● What is being asked:
In the records below, find the line containing "the eyeglass lens", then copy that line and all lines after it, exactly, omitting every picture.

_ _ _ _

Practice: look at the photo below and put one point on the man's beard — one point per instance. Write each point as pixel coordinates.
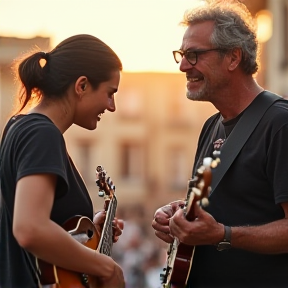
(200, 95)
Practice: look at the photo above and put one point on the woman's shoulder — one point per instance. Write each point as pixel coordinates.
(33, 128)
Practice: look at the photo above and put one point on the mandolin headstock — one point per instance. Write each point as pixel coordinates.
(105, 184)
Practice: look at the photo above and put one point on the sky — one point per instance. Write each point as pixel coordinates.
(142, 32)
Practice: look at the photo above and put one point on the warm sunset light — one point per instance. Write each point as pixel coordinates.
(142, 33)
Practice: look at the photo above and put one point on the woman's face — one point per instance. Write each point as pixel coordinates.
(94, 102)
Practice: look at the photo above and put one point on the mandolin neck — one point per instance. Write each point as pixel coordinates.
(106, 240)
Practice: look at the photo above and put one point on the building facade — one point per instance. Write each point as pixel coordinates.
(148, 145)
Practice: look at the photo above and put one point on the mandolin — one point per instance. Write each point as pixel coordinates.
(83, 230)
(180, 255)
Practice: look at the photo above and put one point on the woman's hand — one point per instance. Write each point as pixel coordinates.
(117, 224)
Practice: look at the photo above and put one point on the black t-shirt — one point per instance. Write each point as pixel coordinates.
(35, 145)
(249, 194)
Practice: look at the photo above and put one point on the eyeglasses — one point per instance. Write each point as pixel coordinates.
(190, 55)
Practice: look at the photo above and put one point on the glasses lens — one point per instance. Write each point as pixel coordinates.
(177, 56)
(191, 57)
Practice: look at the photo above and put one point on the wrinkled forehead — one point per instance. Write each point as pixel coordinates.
(198, 35)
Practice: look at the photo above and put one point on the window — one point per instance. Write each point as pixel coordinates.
(178, 170)
(132, 161)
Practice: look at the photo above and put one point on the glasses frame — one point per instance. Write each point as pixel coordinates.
(195, 52)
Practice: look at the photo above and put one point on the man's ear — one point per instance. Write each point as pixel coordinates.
(235, 58)
(81, 85)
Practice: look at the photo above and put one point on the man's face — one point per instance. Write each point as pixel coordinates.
(207, 77)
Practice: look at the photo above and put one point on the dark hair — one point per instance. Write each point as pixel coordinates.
(50, 74)
(234, 27)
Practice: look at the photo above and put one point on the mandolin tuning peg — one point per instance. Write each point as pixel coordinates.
(101, 193)
(196, 191)
(205, 202)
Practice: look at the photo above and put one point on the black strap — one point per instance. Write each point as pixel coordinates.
(241, 132)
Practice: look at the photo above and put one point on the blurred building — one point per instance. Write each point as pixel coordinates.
(147, 146)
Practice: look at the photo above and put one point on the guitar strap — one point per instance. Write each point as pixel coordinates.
(241, 132)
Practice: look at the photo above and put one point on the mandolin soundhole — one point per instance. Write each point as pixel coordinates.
(90, 233)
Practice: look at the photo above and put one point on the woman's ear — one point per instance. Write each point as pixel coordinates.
(235, 58)
(81, 85)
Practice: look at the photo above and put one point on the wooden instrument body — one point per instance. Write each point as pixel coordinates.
(82, 229)
(180, 255)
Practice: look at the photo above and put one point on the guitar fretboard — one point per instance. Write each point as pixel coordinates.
(106, 240)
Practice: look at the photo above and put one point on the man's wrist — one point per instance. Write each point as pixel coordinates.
(226, 242)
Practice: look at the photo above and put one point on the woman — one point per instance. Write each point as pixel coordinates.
(40, 186)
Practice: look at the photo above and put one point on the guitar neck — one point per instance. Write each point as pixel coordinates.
(106, 240)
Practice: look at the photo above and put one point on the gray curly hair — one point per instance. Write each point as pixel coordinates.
(234, 27)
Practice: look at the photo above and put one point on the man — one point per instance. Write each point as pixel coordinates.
(248, 209)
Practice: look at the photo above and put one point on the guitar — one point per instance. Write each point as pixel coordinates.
(180, 255)
(84, 231)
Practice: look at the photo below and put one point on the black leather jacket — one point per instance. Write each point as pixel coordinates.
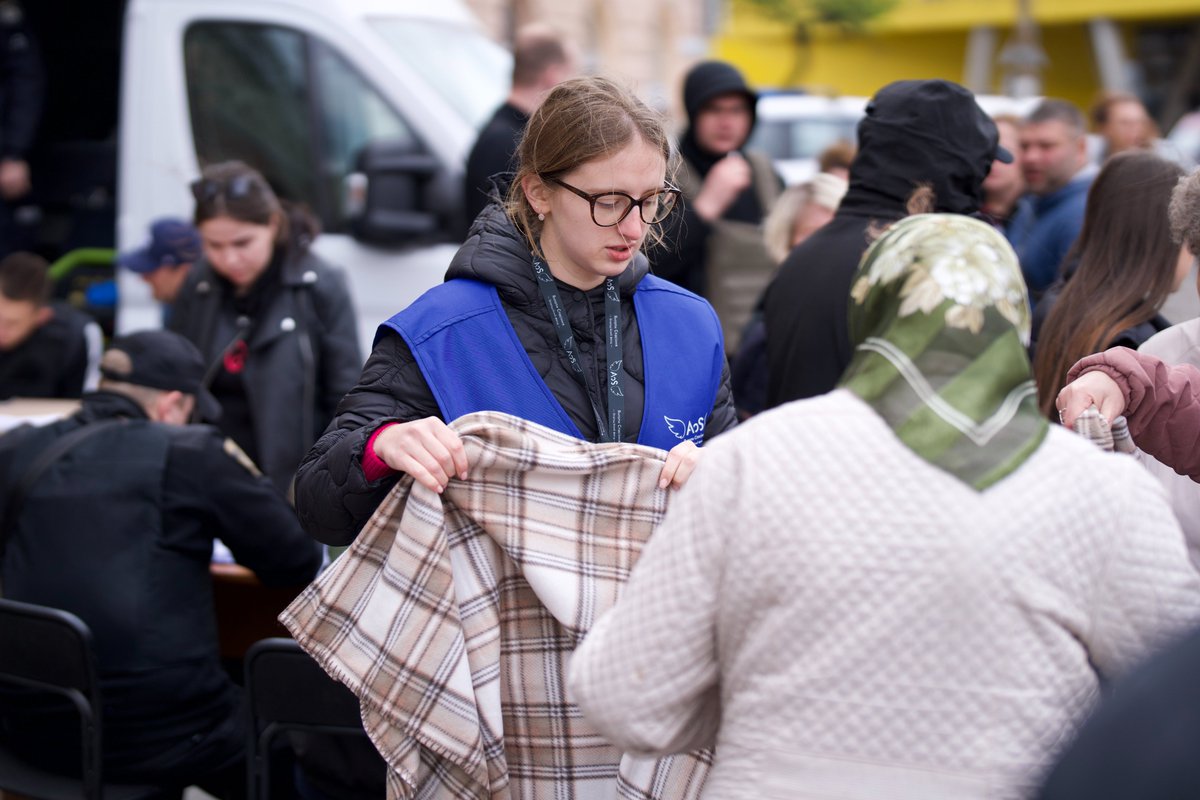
(303, 353)
(334, 498)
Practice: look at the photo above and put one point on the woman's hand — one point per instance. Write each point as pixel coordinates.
(425, 449)
(681, 462)
(1090, 389)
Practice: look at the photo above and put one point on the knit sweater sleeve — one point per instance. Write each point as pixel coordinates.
(1149, 591)
(1162, 404)
(647, 674)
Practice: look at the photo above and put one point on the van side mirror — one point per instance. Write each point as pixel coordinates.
(387, 198)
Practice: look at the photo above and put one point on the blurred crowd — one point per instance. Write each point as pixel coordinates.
(882, 561)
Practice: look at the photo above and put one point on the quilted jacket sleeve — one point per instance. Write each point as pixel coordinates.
(724, 415)
(334, 499)
(1162, 404)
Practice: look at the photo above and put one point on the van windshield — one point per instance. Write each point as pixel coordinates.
(467, 68)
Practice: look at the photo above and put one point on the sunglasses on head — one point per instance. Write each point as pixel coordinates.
(205, 190)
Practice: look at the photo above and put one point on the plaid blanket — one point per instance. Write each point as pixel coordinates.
(453, 618)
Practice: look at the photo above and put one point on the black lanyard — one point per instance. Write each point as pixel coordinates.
(616, 426)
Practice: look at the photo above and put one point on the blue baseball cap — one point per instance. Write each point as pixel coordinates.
(172, 242)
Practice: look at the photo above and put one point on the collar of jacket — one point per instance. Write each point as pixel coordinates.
(496, 253)
(1078, 185)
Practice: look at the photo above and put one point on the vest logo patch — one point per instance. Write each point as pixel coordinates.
(684, 429)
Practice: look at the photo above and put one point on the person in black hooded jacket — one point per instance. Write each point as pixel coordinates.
(714, 242)
(916, 133)
(437, 360)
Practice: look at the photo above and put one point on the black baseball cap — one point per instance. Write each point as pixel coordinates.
(168, 361)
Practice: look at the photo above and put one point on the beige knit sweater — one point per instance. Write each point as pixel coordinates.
(849, 621)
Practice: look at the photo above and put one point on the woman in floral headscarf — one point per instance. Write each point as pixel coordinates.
(909, 584)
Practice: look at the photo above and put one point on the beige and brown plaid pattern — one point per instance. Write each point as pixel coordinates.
(453, 618)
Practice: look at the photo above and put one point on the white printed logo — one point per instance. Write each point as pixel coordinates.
(684, 429)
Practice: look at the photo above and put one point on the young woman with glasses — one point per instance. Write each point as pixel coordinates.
(274, 320)
(549, 312)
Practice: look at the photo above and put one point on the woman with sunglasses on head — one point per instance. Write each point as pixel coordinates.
(520, 324)
(273, 319)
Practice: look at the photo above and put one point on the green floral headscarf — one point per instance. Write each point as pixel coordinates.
(940, 320)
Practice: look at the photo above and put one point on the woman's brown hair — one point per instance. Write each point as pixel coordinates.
(235, 190)
(581, 120)
(1127, 260)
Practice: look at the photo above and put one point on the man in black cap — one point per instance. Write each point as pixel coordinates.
(916, 133)
(714, 244)
(111, 515)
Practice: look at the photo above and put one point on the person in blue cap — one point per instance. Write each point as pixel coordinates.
(165, 262)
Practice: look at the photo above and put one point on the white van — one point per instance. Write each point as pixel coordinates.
(363, 109)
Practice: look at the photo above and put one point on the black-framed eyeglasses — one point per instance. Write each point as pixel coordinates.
(610, 208)
(205, 190)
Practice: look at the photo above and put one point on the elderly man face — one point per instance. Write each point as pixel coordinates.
(1051, 154)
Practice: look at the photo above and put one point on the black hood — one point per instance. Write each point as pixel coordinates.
(923, 132)
(497, 253)
(706, 80)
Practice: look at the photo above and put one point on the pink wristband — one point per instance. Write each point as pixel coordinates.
(373, 468)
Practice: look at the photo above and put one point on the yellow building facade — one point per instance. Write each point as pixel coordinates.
(1089, 44)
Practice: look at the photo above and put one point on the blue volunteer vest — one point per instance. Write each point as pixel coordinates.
(473, 360)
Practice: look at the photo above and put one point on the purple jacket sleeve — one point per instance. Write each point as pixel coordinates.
(1162, 404)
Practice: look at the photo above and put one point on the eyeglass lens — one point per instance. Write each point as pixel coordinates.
(610, 209)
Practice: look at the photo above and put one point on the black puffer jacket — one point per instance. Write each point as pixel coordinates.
(334, 498)
(916, 132)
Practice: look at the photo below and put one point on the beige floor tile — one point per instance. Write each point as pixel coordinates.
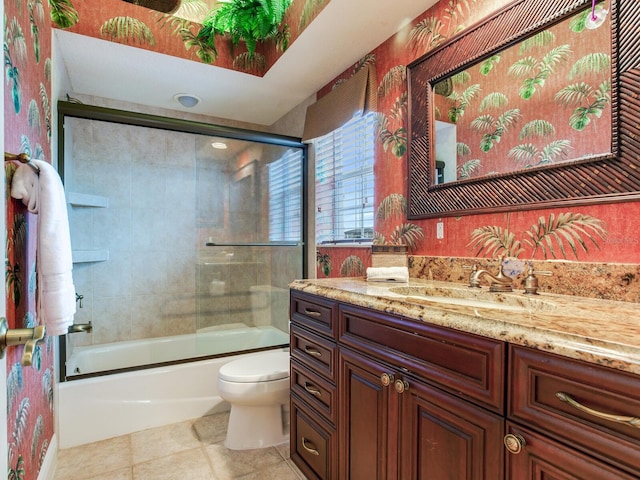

_ _ _ _

● Answer for this exercise:
Practice: look at the photo above and put one point on the eyeglass lens — one point per instance. Write each point as pixel coordinates.
(610, 209)
Practice: look at the photo above and put one point on the black puffer jacket — one point per instance. Write each point as pixel coordinates.
(334, 498)
(916, 132)
Practice: look at the photo below and put one point on the beige floor tile — one point per instance. Write each point as pixel coordinates.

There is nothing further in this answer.